Task directions:
Reproduce everything from "Background: Chronic insomnia" down to "stimulation using TMS." in the excerpt on chronic insomnia, word for word.

Excerpt to read:
= Beginning of Section =

Is disturbed intracortical excitability a stable trait of chronic insomnia? A study using transcranial magnetic stimulation before and after multimodal sleep therapy

Affiliations
Randomized Controlled Trial

Is disturbed intracortical excitability a stable trait of chronic insomnia? A study using transcranial magnetic stimulation before and after multimodal sleep therapy

Ysbrand D van der Werf et al. Biol Psychiatry. .

Abstract

Background: Chronic insomnia is a poorly understood disorder. Risk factors for developing chronic insomnia are largely unknown, yet disturbances in brain indexes of arousal seem to accompany the disorder. We here investigate whether insomnia patients and control participants differ with respect to brain responses to direct stimulation, i.e., cortical excitability. Transcranial magnetic stimulation (TMS) offers a method to directly investigate the excitability level of the human cerebral cortex in psychiatric and neurological disease.

Methods: We investigated cortical excitability in 16 insomnia patients and 14 carefully matched control participants using absolute and relative amplitudes of motor evoked potentials in response to single- and paired-pulse stimulation using TMS.

= End of Section =

Input data:

= Beginning of Section =

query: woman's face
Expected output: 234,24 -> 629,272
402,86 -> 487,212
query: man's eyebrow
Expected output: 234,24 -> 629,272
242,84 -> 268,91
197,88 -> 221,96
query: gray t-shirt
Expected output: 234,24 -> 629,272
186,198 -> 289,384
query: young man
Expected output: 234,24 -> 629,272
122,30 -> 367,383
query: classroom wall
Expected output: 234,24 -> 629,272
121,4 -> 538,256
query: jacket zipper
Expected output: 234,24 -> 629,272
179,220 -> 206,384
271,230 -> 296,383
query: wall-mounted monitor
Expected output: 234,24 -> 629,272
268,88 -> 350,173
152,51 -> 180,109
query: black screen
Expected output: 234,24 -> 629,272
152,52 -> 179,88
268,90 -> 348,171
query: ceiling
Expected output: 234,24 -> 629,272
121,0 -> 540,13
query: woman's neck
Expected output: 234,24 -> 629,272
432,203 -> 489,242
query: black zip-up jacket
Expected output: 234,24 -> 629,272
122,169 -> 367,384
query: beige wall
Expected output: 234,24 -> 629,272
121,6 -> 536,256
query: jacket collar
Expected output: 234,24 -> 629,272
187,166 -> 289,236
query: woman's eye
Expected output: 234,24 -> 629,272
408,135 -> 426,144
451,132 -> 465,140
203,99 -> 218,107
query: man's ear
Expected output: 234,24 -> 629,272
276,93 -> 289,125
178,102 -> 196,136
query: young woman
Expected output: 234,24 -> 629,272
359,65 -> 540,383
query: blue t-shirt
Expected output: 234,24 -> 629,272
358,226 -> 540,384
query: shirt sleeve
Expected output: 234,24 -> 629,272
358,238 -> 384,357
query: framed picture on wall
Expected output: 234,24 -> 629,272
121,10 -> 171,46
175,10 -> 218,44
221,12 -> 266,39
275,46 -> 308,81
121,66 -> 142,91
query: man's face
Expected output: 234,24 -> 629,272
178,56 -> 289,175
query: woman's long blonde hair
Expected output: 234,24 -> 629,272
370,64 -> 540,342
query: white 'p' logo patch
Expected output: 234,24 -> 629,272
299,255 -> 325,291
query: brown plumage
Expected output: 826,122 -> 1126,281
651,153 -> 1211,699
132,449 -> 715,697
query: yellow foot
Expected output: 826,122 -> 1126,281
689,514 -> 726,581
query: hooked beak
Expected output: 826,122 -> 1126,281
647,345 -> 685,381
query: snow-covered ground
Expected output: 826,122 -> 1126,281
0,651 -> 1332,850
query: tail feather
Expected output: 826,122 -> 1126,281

= End of Section =

Solved problem:
Background: Chronic insomnia is a poorly understood disorder. Risk factors for developing chronic insomnia are largely unknown, yet disturbances in brain indexes of arousal seem to accompany the disorder. We here investigate whether insomnia patients and control participants differ with respect to brain responses to direct stimulation, i.e., cortical excitability. Transcranial magnetic stimulation (TMS) offers a method to directly investigate the excitability level of the human cerebral cortex in psychiatric and neurological disease.

Methods: We investigated cortical excitability in 16 insomnia patients and 14 carefully matched control participants using absolute and relative amplitudes of motor evoked potentials in response to single- and paired-pulse stimulation using TMS.